■ SELECTED PASSAGE
▼

## A hard Geometry Problem

For discussing Olympiad level Geometry Problems
prottoydas
Posts: 8
Joined: Thu Feb 01, 2018 11:56 am

### A hard Geometry Problem

\$\triangle ABC\$ is an acute angled triangle with orthocenter \$H\$ and circumcenter \$O\$. Prove that, \$\angle CAH =\angle BAO\$.

prottoy das
Posts: 17
Joined: Thu Feb 01, 2018 11:28 am
Location: Sylhet

### Re: A hard Geometry Problem

can anybody do this

soyeb pervez jim
Posts: 21
Joined: Sat Jan 28, 2017 11:06 pm

### Re: A hard Geometry Problem

Draw perpendicular from \$O\$ to \$AB\$
In \$\triangle ABC\$
\$2\angle{ACB}=\angle{AOB}\$
Again, in \$\triangle {AOD}\$ and \$\triangle {DOB}\$,
\$AO=OB\$, and \$\angle {ODA}=\angle{ODB}=90\$ so \$OD\$ is angular bisector of \$\angle{AOB}\$
so \$\angle{AOD}=\angle{ACB}\$
so there complimentary angles are also same.
so \$\angle{CAH}=\angle{BAO}\$

thczarif
Posts: 14
Joined: Mon Sep 25, 2017 11:27 pm

### Re: A hard Geometry Problem

<CAH= 90 - <C
<BAO = (180 - <BOA)/2=(180 - 2<C)/2=90 - <C
So, <CAH=<BAO

▲

■ EXERCISE TASK
How does this sentence from the opening post of the geometry thread read in Spanish: "$\triangle ABC$ is an acute angled triangle with orthocenter $H$ and circumcenter $O$."? Rely solely on the geometry thread.

■ DATA BLOCK
▼

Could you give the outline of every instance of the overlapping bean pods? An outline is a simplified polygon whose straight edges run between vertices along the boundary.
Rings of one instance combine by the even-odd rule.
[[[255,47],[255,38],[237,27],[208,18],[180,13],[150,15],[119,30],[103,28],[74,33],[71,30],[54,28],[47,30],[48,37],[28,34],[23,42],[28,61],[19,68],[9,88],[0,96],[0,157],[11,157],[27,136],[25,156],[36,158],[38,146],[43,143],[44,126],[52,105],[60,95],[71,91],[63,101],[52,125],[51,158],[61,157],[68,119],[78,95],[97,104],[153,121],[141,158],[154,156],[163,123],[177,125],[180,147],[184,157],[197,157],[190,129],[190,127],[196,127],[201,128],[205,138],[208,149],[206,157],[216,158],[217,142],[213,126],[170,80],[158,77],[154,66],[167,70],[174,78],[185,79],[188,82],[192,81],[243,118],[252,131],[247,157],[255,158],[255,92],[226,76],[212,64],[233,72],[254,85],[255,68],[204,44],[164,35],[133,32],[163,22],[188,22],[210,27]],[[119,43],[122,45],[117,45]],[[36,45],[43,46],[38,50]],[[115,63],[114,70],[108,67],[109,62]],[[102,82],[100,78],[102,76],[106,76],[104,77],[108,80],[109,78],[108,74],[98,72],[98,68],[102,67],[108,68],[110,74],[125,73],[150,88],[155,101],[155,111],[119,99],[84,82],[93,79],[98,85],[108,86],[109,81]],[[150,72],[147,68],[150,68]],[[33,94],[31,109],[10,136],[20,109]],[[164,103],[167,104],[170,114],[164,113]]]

▲

■ FINAL RESULT
$\triangle ABC$ es un triángulo acutángulo con ortocentro $H$ y circuncentro $O$.